■ TASK INSTRUCTIONS
Which lines contain the word "wall"? List each one, copied in full.

++++ MATERIAL FOR THE TASK ++++

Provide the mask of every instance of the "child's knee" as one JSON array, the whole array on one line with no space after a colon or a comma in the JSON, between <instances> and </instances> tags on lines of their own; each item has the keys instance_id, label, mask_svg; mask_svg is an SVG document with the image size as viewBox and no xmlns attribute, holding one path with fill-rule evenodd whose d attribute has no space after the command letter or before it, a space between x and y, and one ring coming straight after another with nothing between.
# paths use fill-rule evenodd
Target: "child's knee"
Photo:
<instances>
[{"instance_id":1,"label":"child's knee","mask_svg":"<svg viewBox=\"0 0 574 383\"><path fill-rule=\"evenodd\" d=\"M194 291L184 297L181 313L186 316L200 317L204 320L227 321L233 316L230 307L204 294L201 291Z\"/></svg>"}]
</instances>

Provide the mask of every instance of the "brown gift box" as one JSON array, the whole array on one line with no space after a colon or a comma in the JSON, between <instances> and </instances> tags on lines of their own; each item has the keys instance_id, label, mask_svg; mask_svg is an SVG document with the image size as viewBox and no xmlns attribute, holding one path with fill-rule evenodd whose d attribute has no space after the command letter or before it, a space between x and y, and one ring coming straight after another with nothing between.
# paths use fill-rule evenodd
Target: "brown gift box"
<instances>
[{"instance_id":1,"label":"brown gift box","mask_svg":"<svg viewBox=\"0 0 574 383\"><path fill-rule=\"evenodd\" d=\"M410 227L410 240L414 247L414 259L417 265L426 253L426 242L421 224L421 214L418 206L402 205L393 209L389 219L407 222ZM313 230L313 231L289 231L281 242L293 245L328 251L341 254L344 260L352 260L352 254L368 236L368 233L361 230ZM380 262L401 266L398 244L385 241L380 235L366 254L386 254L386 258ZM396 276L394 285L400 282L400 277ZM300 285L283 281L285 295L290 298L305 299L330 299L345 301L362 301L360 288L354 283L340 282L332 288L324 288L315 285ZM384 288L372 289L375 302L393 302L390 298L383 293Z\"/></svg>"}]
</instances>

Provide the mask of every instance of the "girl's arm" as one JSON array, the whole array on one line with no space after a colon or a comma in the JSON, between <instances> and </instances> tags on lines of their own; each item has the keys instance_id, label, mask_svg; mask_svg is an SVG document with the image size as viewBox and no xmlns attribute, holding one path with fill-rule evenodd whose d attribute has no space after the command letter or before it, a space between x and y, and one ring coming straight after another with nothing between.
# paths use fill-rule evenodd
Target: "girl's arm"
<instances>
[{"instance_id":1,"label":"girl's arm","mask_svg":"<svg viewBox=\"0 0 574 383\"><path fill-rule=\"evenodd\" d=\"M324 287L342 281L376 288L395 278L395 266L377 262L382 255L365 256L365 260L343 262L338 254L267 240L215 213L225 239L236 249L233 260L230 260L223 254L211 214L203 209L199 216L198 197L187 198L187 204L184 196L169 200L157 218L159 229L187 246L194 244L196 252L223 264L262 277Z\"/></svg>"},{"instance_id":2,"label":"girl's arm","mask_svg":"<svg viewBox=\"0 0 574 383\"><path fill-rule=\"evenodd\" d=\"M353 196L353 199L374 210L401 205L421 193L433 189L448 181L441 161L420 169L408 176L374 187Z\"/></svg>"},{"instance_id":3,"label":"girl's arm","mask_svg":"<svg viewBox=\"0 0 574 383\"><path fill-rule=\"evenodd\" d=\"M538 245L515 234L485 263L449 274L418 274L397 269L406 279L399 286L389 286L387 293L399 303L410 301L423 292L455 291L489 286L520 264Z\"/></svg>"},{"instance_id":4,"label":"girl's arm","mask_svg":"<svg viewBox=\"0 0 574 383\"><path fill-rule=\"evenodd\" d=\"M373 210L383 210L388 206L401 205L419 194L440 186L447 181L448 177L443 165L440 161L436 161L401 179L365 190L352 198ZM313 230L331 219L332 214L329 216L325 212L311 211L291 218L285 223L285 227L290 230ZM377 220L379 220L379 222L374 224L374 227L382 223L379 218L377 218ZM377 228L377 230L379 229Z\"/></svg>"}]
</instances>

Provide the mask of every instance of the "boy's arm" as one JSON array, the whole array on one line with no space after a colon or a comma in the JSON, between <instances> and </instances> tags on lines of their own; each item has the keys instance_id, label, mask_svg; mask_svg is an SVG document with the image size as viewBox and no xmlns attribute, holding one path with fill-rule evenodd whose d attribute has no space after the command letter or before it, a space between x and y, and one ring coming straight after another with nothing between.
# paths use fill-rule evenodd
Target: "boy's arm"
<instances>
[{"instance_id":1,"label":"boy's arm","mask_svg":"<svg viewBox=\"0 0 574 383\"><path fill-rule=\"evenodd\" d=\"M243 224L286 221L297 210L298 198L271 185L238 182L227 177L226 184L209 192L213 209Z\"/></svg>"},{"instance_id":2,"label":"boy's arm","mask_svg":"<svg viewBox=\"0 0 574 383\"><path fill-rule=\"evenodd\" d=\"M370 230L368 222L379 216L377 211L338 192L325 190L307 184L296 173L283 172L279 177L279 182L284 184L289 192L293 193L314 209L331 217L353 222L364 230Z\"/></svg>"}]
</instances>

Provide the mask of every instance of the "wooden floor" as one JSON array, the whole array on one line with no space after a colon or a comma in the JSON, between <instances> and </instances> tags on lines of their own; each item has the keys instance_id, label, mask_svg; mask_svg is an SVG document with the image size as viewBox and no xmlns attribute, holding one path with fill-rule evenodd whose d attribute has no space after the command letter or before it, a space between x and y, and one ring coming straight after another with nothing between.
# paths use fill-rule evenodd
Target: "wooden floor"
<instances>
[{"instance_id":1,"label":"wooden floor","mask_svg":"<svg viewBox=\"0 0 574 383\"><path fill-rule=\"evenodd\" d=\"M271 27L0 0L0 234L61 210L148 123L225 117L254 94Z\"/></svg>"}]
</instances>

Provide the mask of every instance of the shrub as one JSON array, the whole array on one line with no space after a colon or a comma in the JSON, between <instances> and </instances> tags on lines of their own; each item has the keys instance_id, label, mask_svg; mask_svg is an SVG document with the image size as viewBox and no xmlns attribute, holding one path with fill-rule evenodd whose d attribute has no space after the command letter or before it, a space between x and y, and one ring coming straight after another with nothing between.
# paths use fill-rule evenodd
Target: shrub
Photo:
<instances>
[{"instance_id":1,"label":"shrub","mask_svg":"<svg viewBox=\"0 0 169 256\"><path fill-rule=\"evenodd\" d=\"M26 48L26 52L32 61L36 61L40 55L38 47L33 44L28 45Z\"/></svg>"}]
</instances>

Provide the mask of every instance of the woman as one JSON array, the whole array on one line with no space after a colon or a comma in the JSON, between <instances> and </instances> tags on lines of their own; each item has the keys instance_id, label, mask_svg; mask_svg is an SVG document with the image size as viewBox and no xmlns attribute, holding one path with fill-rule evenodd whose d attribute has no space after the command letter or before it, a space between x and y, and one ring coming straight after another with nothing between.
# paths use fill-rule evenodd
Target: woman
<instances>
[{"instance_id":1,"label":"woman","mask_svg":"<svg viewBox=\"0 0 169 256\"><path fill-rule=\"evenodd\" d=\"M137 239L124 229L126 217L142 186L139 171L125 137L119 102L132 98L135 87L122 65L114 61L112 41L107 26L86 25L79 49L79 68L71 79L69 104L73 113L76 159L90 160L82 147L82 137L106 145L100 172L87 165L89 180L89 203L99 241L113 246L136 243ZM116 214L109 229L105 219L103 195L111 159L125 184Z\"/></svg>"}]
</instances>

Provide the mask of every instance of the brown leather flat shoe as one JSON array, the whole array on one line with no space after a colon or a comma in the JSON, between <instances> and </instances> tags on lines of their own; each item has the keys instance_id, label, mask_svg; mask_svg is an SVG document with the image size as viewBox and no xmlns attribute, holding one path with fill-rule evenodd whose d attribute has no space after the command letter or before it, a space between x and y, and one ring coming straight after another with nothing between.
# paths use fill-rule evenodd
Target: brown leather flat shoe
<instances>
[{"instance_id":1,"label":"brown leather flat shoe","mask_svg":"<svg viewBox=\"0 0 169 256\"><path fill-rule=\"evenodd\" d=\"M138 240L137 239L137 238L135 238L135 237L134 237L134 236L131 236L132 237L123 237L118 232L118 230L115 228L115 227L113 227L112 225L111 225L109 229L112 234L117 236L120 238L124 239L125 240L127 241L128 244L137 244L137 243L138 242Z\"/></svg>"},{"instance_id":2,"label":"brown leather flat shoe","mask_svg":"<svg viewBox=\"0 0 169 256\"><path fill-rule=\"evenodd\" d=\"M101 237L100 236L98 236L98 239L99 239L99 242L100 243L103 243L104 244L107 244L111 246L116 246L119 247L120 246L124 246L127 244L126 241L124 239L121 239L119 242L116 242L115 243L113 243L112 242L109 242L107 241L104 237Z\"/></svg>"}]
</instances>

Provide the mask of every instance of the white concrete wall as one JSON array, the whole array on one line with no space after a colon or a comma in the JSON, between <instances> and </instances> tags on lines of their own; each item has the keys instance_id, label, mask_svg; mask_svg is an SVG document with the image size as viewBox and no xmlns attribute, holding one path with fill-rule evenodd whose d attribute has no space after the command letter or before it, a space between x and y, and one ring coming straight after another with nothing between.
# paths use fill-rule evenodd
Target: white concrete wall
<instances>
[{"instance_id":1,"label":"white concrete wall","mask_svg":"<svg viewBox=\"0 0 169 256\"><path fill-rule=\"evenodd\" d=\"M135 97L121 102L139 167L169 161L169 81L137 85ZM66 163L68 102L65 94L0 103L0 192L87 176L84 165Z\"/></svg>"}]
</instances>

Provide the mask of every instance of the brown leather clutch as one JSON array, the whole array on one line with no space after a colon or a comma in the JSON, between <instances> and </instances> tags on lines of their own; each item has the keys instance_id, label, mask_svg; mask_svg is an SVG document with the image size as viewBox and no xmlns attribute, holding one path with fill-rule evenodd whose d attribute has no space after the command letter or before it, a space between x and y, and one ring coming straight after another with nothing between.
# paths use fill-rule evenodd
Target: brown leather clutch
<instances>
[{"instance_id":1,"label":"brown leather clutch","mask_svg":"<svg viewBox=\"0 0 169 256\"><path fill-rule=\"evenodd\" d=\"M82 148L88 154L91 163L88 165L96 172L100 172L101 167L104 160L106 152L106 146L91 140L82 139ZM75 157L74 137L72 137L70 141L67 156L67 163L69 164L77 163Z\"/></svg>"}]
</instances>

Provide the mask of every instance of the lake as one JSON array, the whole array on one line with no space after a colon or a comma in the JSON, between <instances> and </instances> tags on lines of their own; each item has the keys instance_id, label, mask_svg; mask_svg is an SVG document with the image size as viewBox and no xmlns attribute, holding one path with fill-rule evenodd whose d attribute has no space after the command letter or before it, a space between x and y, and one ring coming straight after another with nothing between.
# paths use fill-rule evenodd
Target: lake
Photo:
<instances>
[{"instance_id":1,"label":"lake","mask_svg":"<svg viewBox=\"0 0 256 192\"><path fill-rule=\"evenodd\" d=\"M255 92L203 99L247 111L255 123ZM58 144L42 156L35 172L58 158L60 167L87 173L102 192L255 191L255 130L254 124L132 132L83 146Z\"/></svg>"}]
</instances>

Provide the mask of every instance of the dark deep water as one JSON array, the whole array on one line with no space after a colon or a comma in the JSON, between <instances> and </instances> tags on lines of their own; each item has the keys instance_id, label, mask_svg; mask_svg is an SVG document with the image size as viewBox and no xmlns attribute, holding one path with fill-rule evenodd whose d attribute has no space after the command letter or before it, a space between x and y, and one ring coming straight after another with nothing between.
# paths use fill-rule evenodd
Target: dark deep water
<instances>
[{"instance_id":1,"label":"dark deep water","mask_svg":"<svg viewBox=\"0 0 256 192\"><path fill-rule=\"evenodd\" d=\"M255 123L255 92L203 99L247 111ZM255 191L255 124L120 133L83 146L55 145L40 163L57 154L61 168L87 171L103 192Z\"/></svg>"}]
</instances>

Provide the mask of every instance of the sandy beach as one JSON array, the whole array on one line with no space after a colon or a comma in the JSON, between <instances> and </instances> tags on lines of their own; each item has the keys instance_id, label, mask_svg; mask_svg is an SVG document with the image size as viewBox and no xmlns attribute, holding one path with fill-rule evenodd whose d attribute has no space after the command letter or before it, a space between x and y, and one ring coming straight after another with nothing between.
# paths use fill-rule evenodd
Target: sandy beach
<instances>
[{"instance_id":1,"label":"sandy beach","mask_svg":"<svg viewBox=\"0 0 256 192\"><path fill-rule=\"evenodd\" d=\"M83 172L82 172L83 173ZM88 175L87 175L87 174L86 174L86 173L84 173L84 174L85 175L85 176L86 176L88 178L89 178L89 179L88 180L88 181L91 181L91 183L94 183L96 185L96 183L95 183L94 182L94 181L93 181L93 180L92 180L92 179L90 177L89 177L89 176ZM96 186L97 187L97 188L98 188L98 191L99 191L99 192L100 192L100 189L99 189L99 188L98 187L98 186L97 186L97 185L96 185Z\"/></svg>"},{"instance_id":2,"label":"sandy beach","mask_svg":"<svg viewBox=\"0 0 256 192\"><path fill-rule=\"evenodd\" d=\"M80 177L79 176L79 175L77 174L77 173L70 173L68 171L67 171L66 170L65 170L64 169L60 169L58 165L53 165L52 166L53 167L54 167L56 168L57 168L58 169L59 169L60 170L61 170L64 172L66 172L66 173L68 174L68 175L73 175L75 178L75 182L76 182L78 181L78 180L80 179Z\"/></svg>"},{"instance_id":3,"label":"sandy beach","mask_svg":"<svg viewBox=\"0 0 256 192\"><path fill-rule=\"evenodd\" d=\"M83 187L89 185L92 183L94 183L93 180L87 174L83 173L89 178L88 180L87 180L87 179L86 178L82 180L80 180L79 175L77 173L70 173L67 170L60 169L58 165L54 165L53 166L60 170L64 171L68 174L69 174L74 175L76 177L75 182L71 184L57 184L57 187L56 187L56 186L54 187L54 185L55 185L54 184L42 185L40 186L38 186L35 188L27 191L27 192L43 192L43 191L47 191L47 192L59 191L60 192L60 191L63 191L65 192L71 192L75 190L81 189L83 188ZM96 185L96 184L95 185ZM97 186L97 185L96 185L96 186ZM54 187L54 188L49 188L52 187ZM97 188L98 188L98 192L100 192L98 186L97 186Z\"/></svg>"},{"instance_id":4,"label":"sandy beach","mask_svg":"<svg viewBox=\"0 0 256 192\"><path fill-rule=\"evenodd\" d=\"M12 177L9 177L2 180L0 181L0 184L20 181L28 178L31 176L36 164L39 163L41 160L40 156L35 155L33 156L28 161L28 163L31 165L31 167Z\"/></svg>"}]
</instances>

++++

■ EXERCISE RESULT
Provide the mask of every instance of the white concrete wall as one JSON array, the whole array on one line with no space after a colon or a comma in the JSON, between <instances> and </instances> tags on lines of their own; each item has the keys instance_id, label, mask_svg; mask_svg is an SVG document with the image size as viewBox and no xmlns attribute, holding one path with fill-rule evenodd whose d attribute has no space after the command letter or before it, a space between x and y, and one ring coming straight after another with nothing between.
Target: white concrete wall
[{"instance_id":1,"label":"white concrete wall","mask_svg":"<svg viewBox=\"0 0 169 256\"><path fill-rule=\"evenodd\" d=\"M135 97L121 102L139 167L169 161L169 81L137 85ZM66 163L68 102L65 94L0 103L0 192L87 176L84 165Z\"/></svg>"}]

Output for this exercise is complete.